>> BEGIN RECORDS SHOWN
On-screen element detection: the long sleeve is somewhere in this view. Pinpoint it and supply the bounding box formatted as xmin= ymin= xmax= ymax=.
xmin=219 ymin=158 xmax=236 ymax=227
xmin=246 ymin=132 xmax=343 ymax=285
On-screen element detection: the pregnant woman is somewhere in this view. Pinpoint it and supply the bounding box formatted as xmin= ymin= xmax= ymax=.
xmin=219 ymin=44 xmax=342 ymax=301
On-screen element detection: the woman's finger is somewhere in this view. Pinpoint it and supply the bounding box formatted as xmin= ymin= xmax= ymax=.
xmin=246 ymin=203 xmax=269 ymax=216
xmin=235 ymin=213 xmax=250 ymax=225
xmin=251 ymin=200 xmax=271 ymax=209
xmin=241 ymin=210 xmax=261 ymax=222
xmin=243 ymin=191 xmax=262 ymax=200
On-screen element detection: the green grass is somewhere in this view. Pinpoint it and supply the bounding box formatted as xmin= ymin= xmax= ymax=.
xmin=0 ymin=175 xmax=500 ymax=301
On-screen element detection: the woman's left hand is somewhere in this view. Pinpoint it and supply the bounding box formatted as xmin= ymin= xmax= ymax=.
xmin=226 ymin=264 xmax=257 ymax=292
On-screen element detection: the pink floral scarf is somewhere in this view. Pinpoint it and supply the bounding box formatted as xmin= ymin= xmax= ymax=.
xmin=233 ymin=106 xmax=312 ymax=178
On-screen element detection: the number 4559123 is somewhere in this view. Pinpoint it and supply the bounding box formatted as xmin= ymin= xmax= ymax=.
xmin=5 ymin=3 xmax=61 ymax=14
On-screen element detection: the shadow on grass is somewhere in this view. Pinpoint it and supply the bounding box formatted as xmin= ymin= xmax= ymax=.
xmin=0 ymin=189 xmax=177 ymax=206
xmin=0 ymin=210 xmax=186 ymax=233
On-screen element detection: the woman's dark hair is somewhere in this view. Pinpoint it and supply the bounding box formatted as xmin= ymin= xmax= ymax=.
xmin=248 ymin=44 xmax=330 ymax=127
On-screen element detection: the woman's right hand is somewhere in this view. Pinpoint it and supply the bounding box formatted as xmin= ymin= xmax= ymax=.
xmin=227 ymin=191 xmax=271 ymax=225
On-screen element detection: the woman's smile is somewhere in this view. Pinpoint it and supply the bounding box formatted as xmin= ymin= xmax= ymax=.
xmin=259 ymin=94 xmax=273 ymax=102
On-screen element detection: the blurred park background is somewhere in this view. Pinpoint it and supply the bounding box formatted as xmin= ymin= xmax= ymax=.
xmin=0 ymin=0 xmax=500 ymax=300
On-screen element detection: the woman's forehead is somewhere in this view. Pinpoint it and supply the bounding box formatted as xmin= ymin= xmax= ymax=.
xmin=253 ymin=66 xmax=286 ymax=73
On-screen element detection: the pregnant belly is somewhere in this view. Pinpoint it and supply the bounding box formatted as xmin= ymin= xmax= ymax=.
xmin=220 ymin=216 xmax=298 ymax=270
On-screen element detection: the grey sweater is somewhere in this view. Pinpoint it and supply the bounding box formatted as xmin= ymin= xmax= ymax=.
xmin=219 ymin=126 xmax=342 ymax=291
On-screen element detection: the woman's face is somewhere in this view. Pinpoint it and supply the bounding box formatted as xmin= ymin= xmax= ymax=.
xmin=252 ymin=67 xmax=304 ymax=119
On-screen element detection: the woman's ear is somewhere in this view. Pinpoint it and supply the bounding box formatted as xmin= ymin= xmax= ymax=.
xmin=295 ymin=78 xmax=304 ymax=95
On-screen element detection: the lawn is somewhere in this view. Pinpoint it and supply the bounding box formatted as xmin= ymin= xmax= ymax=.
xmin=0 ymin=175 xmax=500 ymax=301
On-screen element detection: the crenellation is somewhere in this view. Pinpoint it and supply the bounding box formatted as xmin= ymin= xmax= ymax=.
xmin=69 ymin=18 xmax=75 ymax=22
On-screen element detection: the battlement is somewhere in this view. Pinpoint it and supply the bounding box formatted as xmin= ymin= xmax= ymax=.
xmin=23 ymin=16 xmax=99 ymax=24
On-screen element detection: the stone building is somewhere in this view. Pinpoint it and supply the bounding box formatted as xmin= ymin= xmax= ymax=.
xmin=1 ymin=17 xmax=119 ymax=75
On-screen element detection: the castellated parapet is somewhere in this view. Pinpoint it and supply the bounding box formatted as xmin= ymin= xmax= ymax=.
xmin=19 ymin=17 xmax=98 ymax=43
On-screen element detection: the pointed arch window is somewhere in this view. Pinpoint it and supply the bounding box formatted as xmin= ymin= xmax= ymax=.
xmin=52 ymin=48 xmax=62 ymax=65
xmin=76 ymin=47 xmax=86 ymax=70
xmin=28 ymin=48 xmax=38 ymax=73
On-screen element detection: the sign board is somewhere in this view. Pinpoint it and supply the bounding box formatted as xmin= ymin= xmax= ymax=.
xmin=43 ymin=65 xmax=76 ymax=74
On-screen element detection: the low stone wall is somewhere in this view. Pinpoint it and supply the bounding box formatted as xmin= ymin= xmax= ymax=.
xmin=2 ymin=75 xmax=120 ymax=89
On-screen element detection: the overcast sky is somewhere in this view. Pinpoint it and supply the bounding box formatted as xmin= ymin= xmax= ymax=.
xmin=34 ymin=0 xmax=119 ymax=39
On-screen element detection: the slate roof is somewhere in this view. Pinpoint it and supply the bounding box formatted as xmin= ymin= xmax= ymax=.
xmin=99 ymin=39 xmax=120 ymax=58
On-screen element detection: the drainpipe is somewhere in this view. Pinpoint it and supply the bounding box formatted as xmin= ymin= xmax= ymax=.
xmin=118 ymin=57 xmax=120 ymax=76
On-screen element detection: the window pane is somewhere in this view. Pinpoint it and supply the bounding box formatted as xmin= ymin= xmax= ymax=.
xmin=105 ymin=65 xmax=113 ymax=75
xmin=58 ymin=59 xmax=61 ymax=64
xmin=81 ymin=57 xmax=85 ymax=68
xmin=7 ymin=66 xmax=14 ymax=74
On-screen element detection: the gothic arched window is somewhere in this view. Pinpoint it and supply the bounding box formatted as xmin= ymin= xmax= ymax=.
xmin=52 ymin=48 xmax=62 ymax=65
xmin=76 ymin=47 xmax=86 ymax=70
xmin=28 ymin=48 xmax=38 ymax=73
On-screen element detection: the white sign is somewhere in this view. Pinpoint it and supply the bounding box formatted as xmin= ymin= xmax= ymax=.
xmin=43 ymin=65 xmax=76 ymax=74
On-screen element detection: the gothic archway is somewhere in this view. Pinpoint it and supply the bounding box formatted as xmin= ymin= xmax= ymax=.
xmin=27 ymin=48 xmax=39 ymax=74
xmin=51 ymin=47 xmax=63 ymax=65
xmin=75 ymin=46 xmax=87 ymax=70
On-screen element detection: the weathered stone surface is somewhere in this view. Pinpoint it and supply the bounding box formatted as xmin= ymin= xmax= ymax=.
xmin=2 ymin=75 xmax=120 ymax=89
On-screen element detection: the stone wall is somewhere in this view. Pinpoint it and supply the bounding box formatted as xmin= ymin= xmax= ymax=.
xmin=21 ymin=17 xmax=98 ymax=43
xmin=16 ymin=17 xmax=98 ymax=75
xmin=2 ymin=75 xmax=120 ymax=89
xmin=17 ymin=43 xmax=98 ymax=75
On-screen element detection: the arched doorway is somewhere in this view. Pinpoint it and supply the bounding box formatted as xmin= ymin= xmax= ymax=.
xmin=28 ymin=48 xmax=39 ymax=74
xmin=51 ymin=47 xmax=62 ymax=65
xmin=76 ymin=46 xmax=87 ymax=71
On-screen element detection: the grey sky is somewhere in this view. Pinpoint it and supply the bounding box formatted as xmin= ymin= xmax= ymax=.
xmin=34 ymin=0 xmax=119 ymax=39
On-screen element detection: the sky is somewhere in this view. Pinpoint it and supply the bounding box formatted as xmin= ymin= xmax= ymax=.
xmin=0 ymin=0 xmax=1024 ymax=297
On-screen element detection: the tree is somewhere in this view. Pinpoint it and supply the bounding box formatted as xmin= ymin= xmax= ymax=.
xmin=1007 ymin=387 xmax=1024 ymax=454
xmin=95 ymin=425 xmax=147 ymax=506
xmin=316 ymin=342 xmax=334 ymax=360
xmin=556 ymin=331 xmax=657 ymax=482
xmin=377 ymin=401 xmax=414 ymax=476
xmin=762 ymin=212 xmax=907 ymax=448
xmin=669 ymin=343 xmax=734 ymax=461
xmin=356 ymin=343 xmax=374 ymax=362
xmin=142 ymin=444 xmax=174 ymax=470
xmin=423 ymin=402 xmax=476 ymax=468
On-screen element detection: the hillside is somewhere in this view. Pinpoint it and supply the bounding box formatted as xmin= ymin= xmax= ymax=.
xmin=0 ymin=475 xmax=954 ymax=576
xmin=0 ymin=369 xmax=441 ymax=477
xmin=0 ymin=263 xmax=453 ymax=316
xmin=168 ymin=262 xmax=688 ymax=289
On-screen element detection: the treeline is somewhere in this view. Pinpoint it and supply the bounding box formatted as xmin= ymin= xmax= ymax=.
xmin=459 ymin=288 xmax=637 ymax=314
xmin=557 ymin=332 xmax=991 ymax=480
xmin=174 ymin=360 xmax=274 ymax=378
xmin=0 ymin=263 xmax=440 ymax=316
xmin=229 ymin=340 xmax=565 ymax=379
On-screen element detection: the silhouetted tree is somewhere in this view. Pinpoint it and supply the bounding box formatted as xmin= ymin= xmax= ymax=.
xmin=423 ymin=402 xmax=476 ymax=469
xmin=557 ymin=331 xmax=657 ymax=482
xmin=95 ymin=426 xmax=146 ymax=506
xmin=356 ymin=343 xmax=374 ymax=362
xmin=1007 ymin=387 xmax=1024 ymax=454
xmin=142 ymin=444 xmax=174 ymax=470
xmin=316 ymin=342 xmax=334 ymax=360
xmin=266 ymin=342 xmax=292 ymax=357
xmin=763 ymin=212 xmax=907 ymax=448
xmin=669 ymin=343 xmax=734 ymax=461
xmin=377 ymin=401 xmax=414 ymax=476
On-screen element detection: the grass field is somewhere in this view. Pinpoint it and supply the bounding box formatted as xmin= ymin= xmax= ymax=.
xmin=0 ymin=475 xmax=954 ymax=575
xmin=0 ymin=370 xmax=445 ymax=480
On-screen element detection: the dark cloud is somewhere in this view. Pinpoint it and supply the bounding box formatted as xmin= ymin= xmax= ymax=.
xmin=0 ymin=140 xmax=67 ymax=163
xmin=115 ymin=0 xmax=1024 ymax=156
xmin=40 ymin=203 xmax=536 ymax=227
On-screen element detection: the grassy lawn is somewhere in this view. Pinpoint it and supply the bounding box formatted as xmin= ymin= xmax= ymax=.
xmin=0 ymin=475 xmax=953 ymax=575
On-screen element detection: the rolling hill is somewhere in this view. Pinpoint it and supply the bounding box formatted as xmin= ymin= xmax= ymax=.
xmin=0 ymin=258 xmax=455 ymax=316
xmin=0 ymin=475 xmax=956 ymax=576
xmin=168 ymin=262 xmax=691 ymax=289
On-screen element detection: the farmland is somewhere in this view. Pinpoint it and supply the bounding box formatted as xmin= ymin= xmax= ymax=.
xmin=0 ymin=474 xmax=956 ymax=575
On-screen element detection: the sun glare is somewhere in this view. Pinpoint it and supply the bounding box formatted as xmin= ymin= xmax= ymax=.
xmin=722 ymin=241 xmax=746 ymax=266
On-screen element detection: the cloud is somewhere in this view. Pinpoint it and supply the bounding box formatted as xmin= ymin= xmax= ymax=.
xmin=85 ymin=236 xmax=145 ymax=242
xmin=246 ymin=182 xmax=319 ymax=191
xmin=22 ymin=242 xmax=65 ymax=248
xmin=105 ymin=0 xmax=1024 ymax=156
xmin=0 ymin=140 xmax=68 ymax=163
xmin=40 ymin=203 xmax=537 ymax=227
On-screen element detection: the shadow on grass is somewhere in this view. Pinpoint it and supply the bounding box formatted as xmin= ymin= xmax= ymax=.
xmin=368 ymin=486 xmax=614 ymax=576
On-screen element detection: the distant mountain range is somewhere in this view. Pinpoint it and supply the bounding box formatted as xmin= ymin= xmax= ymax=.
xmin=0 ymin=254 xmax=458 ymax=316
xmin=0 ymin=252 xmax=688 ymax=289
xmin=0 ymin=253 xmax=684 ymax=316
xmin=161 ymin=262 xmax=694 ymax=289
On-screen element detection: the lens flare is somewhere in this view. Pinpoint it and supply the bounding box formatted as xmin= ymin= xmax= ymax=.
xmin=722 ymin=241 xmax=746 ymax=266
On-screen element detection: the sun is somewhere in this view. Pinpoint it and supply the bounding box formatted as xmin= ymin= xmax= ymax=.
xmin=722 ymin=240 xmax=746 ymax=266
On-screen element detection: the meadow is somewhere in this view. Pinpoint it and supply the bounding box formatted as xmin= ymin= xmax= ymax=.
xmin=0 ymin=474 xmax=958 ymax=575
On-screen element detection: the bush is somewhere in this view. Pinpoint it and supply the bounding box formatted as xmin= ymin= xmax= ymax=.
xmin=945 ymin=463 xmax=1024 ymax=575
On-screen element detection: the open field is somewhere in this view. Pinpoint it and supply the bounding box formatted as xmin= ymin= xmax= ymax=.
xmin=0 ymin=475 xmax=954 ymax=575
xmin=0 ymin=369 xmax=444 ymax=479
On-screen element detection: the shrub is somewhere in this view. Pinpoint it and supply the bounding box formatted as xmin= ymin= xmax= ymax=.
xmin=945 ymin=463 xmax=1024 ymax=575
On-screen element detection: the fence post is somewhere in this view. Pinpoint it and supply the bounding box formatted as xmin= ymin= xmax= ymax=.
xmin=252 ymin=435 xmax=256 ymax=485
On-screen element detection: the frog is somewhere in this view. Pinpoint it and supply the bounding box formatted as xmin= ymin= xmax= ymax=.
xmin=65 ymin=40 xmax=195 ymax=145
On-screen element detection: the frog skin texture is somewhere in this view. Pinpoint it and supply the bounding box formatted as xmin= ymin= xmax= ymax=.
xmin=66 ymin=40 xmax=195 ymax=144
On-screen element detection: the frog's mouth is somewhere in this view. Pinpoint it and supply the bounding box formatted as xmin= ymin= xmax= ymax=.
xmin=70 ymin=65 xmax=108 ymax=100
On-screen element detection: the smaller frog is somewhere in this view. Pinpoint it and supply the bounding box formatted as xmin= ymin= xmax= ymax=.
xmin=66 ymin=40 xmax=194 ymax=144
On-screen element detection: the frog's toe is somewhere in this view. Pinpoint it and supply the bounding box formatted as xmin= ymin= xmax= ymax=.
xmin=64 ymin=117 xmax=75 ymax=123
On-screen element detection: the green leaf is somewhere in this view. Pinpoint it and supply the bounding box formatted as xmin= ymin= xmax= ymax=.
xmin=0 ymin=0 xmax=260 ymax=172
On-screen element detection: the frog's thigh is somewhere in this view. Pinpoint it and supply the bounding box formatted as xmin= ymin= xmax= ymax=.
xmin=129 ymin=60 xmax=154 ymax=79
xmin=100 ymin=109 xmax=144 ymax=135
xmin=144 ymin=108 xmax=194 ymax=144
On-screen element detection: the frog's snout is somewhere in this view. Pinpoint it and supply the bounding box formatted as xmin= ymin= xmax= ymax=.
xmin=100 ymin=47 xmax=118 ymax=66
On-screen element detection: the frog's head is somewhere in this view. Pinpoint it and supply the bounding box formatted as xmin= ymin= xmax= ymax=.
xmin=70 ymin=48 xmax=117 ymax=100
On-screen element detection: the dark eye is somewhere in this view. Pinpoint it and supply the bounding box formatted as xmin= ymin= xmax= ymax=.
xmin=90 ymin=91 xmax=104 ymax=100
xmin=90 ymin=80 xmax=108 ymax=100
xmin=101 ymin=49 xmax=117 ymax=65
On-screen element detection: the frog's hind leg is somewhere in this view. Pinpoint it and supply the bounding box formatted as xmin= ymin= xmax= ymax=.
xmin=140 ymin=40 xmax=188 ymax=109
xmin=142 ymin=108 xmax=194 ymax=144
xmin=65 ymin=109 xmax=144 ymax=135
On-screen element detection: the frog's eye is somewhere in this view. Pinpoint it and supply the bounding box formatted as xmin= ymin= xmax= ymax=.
>> END RECORDS SHOWN
Return the records unchanged, starting at the line containing "On-screen element detection: the pregnant woman" and ending after the line containing "xmin=219 ymin=44 xmax=342 ymax=301".

On-screen element detection: the pregnant woman is somewhere in this view. Pinpoint it and supply the bounding box formatted as xmin= ymin= xmax= ymax=.
xmin=219 ymin=44 xmax=342 ymax=301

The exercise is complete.